• **Given request**: Reproduce word for word the part of the data below that opens with the line containing "Wildlife-survey tagging: tag each instance of the woman's hand" and closes with the last line of the data, both ends included. Leave the pictures out of your copy.

[BEGIN Recorded data]

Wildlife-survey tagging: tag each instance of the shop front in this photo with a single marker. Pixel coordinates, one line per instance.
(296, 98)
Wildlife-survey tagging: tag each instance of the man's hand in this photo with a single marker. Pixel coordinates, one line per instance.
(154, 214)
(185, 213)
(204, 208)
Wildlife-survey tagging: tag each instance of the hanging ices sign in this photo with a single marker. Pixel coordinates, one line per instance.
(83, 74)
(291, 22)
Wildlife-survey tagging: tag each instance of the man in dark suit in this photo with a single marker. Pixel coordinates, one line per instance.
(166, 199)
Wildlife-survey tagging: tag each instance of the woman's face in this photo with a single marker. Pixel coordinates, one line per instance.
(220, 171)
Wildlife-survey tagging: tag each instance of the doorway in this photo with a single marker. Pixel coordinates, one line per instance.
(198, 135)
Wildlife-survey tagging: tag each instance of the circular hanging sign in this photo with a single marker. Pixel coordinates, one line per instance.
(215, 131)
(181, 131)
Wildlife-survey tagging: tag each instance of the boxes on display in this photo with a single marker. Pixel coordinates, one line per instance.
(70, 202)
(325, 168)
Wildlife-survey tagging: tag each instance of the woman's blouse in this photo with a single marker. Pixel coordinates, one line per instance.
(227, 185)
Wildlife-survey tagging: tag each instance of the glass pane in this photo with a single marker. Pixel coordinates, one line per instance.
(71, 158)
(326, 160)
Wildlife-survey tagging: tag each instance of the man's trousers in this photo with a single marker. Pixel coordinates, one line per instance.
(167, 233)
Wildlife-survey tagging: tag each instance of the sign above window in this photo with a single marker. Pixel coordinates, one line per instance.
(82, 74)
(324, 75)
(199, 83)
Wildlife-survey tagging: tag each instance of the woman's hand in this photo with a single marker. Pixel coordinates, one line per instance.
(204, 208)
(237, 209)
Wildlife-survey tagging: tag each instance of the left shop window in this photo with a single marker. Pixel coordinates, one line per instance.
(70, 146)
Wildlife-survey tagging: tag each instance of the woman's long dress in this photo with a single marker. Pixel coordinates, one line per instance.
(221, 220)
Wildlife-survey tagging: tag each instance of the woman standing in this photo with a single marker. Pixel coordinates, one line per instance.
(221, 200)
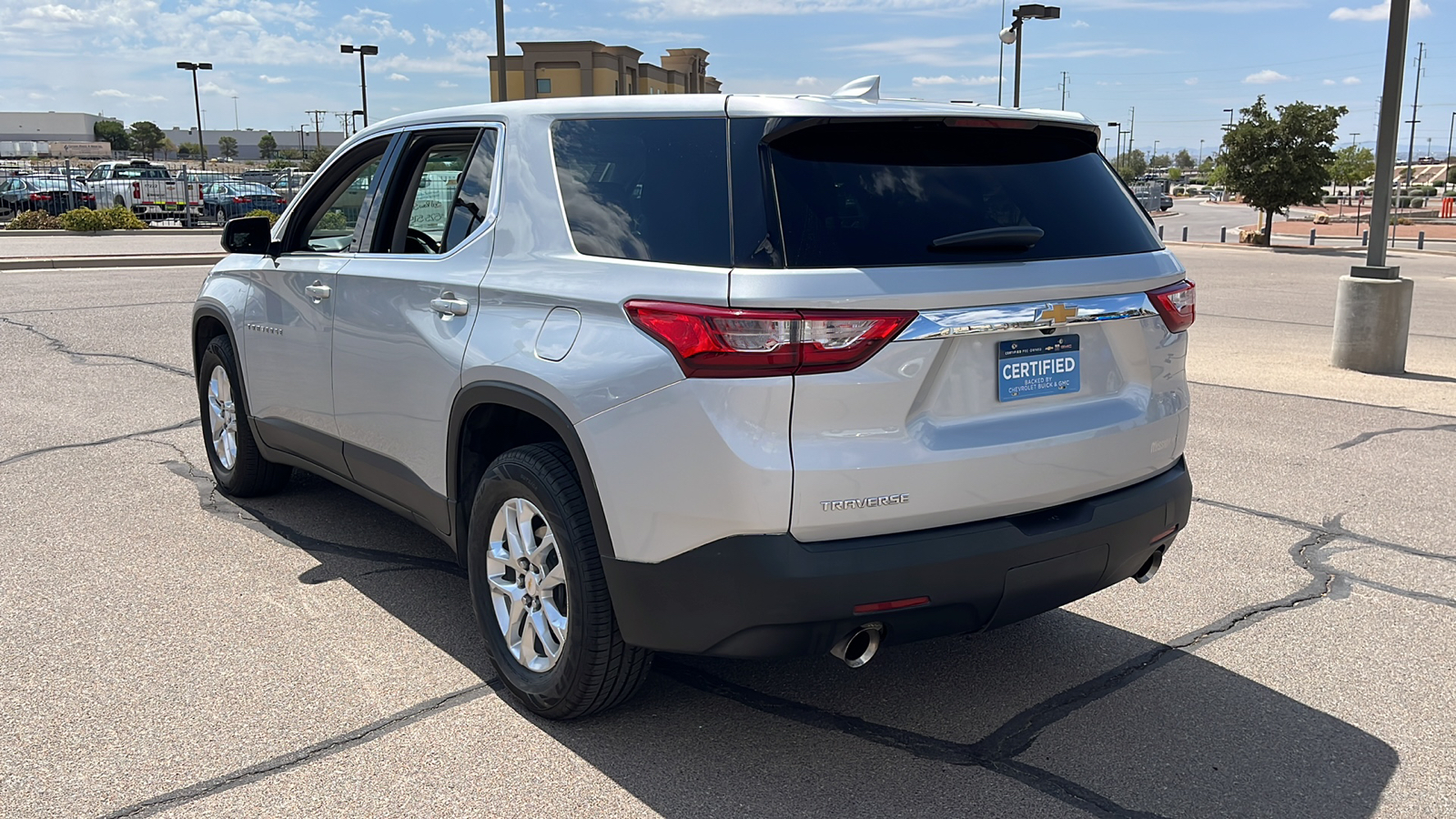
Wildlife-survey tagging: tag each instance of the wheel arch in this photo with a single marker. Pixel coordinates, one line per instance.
(514, 416)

[END Recorded data]

• **Result below**:
Wildlife-survey tagging: tag each instance of the woman's hand in this photo with a single marker. Pixel coordinates, one line per instance.
(204, 208)
(237, 209)
Wildlife-survey tagging: tag each instance of the left shop window in this photo with a single marker. Pixel coordinates, one line per instance.
(70, 146)
Wildlife-survey tagging: tag each instance of the woman's long dress in this photo with a single marker. Pixel coordinates, one line per instance.
(221, 220)
Wildlife-survey tagging: tag each instance of the woman standing in this photo with a single marker. Pixel coordinates, one line per instance.
(221, 200)
Wildlife-survey tagging: tag each instance of the wheel arch in this photo with a single marker. Pixel coordinates, one line per instance.
(514, 416)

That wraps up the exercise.